*WORK TASK*.
Nothing outside the range below should be printed. Output exactly the lines from the line with "negative clicks: (409, 1840)" to the line with "1325L1307 1298L1248 1378L1084", both included.

*DATASET ENTRIES*.
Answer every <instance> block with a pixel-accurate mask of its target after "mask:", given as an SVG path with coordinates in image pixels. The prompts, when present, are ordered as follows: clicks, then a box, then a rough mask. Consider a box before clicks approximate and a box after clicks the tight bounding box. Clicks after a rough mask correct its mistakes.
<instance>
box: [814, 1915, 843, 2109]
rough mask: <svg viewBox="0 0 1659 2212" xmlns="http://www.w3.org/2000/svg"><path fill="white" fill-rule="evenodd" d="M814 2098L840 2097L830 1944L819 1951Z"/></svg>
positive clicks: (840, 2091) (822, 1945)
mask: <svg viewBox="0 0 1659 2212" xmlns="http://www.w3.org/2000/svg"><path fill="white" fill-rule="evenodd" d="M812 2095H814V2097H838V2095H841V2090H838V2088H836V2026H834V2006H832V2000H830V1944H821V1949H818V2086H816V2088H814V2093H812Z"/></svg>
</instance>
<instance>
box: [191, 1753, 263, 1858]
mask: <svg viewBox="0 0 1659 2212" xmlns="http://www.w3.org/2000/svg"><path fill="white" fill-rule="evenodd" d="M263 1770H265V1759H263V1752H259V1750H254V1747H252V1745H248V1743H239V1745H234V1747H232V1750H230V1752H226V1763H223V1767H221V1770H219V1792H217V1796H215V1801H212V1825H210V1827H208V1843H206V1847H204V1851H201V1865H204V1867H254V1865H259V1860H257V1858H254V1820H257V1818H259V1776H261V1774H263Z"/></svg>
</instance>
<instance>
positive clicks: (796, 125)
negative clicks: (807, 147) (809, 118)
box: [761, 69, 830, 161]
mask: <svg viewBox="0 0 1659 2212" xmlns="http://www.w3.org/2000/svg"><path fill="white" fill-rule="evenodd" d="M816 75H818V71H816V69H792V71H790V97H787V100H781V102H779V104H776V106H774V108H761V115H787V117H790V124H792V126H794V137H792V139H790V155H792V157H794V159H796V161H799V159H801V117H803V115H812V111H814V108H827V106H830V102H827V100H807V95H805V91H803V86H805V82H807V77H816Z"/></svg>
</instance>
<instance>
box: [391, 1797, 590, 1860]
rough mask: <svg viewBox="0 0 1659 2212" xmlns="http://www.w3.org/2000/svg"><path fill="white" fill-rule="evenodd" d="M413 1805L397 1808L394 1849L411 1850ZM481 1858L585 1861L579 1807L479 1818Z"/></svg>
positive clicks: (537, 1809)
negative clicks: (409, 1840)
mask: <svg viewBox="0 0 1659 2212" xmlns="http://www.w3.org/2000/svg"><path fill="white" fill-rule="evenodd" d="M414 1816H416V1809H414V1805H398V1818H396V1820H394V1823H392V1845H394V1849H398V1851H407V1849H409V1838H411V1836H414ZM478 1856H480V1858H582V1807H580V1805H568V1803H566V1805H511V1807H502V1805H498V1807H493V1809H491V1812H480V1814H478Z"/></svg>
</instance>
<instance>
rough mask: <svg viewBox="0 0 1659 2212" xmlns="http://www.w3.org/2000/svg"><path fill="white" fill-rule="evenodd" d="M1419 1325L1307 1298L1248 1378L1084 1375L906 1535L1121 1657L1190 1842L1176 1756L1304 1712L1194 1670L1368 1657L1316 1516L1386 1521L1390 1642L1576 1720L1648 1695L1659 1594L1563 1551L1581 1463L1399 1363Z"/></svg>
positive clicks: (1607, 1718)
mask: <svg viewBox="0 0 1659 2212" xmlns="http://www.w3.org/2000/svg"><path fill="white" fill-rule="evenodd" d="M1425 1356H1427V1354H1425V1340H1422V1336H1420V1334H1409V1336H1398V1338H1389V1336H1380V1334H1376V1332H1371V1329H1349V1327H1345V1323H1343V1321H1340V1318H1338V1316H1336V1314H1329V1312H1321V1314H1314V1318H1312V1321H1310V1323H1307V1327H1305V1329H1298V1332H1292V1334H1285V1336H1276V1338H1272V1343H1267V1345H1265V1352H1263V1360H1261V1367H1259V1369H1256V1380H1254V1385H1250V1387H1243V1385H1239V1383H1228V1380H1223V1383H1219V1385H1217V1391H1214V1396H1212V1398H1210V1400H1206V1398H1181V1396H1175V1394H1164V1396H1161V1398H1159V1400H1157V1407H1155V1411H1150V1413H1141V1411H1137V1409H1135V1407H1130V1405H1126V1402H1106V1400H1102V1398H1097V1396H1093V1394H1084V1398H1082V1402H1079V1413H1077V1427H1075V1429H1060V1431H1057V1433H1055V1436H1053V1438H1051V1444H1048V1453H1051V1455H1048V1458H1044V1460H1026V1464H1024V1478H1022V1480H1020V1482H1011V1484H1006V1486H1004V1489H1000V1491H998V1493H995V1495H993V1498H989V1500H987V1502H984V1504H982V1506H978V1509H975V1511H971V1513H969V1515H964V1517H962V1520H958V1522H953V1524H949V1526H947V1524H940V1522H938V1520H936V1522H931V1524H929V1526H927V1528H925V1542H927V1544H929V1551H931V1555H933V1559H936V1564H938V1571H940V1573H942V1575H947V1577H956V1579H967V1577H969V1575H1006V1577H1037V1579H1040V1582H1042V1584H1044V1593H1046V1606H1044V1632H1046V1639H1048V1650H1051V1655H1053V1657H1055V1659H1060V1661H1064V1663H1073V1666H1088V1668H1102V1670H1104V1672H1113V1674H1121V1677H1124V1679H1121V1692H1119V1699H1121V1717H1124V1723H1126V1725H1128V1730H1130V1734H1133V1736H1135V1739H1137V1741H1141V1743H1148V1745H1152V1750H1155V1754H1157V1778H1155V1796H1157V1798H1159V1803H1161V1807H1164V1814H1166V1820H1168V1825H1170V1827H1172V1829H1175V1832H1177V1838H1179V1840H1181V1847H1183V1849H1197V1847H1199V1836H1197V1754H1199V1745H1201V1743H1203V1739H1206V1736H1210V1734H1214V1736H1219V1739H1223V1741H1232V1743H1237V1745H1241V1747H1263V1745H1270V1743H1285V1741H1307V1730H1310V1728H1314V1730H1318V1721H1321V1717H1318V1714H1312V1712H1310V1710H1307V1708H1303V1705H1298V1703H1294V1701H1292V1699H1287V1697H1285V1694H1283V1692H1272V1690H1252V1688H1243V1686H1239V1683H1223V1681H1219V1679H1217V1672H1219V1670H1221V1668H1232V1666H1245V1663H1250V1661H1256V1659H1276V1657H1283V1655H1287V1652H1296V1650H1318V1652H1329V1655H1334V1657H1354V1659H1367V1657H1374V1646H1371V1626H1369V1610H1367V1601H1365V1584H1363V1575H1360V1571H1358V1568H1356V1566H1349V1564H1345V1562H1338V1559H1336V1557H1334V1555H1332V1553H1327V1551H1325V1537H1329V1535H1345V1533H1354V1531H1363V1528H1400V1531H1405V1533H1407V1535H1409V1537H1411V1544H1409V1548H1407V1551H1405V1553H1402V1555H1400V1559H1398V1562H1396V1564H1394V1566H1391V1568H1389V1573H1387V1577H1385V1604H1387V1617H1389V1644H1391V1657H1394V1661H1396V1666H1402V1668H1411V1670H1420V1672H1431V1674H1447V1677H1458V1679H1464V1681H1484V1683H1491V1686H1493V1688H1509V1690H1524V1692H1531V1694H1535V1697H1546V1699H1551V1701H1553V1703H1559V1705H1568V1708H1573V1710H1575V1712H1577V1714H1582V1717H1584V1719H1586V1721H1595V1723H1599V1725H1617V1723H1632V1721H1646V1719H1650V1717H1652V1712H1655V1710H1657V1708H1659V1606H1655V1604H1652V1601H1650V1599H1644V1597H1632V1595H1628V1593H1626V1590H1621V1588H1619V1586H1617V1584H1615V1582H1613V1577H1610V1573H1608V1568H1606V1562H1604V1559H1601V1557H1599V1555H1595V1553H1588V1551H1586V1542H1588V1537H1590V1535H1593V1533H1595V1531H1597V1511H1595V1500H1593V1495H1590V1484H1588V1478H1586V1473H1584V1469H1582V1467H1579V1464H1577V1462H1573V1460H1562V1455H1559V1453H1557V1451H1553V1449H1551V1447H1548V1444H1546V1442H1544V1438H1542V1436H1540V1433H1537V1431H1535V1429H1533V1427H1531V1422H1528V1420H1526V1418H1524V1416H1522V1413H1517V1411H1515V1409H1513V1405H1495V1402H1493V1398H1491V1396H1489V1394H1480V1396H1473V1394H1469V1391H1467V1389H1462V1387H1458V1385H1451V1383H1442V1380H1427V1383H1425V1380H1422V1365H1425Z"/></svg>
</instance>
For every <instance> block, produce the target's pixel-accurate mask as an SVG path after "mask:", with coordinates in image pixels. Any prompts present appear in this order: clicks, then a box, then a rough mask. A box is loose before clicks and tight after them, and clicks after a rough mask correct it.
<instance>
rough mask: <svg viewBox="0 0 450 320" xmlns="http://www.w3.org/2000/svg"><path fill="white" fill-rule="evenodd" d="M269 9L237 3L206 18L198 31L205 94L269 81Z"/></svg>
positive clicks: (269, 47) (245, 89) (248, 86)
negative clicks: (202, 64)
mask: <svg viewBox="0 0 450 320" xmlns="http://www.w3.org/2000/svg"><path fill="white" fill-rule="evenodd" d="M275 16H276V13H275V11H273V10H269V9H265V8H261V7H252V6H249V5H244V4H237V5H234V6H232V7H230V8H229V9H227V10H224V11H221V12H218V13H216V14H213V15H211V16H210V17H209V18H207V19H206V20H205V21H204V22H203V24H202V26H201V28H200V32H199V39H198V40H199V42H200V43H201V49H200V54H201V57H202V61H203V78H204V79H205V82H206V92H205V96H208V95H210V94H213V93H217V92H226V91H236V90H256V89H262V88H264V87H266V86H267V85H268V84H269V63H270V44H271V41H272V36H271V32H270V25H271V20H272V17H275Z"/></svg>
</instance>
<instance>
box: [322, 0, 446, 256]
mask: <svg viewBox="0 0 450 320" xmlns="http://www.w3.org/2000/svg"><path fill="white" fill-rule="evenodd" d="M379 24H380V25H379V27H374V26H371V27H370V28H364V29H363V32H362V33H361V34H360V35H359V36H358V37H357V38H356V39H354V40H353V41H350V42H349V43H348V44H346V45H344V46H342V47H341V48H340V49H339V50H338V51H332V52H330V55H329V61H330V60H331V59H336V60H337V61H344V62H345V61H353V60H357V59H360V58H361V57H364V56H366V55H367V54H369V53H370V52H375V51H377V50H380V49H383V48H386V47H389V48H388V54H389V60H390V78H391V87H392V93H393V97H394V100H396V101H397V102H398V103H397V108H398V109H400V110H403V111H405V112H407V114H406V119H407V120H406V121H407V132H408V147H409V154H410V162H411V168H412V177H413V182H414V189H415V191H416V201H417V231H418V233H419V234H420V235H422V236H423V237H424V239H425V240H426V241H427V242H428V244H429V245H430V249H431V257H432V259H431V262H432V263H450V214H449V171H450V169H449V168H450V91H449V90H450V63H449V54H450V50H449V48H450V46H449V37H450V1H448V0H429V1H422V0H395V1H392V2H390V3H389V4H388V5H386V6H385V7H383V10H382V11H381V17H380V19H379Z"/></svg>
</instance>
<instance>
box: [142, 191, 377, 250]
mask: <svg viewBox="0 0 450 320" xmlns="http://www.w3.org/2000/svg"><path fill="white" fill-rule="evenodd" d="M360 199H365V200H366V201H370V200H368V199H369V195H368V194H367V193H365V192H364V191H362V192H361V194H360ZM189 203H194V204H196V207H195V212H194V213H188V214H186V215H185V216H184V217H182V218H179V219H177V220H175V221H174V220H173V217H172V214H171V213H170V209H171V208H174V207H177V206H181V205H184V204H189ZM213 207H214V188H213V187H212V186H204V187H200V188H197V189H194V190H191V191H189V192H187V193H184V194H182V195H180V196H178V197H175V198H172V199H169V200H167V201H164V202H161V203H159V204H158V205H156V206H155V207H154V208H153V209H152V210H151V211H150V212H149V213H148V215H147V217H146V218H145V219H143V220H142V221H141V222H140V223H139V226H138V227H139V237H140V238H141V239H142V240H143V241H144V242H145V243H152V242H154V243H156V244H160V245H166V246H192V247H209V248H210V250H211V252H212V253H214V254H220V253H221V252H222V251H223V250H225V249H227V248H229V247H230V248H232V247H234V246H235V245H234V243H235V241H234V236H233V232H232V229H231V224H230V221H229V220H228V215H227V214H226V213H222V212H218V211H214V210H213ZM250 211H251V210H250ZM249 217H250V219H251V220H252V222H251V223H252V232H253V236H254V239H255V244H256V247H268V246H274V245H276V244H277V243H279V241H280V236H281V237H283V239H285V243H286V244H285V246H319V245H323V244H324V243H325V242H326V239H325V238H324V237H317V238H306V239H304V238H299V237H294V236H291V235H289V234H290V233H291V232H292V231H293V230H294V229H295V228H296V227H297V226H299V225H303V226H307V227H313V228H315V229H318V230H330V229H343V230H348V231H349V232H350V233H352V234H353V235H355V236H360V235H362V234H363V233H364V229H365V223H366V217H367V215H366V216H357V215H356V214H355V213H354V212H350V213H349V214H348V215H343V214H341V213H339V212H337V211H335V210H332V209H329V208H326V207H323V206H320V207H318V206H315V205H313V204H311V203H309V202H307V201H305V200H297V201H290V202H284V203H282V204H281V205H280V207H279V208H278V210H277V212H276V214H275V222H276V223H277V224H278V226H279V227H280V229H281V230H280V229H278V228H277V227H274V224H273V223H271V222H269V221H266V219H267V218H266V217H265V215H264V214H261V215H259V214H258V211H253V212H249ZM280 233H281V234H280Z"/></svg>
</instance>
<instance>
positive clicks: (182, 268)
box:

*SOLUTION TO THIS PROBLEM*.
negative clicks: (409, 1840)
mask: <svg viewBox="0 0 1659 2212" xmlns="http://www.w3.org/2000/svg"><path fill="white" fill-rule="evenodd" d="M414 1816H416V1809H414V1805H398V1818H396V1820H394V1823H392V1845H394V1849H398V1851H407V1849H409V1838H411V1836H414ZM478 1856H480V1858H582V1807H580V1805H568V1803H566V1805H511V1807H502V1805H498V1807H493V1809H491V1812H480V1814H478Z"/></svg>
</instance>
<instance>
rough mask: <svg viewBox="0 0 1659 2212" xmlns="http://www.w3.org/2000/svg"><path fill="white" fill-rule="evenodd" d="M1419 1325L1307 1298L1248 1378L1084 1375L906 1535L1121 1657L1190 1842L1176 1756L1304 1712L1194 1670L1368 1657L1316 1516L1386 1521L1390 1642L1576 1720L1648 1695L1659 1594L1563 1551L1581 1463L1399 1363Z"/></svg>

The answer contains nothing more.